____ Raw data

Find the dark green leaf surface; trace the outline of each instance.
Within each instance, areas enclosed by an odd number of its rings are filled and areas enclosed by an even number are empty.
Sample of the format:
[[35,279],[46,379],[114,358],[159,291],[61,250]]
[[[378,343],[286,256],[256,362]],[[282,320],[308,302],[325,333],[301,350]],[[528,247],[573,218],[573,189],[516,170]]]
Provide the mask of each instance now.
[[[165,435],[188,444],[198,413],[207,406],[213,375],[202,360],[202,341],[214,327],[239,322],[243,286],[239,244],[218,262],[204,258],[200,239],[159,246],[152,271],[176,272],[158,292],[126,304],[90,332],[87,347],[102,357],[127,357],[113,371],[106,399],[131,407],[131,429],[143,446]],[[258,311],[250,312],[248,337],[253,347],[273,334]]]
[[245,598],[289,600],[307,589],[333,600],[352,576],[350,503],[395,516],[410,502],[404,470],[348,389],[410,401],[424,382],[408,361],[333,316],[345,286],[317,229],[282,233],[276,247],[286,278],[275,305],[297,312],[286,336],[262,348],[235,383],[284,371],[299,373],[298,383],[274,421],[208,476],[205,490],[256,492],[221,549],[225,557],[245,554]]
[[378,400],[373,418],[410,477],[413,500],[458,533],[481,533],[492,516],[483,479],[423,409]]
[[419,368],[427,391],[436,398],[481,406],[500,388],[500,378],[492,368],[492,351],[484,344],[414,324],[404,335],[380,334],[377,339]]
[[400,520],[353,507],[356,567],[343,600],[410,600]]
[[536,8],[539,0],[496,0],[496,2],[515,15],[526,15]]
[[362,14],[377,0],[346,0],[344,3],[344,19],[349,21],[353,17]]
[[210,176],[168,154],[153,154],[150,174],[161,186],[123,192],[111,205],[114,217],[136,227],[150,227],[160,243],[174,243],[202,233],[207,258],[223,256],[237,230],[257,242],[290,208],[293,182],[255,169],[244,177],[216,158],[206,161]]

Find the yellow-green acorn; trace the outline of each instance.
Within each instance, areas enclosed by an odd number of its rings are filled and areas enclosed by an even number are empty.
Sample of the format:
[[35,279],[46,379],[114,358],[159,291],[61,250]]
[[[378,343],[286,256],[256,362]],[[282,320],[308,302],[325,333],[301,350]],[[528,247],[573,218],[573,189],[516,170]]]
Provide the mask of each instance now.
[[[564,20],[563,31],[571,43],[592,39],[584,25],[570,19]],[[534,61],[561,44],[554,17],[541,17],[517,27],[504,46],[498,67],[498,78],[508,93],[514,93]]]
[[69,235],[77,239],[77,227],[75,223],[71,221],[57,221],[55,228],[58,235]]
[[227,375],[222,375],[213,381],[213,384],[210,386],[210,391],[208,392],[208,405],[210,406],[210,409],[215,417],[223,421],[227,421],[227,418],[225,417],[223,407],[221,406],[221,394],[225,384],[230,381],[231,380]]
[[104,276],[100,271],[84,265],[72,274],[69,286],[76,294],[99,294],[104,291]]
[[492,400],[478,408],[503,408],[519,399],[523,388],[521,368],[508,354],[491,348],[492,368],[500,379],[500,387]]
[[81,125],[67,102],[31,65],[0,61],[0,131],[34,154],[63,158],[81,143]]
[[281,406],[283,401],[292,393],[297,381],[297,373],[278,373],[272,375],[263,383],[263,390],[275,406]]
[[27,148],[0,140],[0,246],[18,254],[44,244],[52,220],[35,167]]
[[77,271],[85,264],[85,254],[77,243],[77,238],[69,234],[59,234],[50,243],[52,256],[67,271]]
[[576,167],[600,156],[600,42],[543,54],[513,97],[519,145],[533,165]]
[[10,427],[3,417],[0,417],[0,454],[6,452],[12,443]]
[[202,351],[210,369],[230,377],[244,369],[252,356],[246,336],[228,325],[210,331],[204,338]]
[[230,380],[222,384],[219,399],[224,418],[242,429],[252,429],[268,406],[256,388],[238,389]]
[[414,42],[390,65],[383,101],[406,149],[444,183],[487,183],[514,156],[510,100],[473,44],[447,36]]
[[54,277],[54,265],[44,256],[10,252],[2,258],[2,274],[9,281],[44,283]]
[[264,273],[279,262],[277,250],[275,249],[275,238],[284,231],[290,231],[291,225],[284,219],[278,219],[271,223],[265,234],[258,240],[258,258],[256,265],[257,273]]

________

[Task item]:
Show the lines of the records above that mention "green".

[Result below]:
Find the dark green leaf surface; trace the outline of each instance.
Find the yellow-green acorn; trace the outline of each instance.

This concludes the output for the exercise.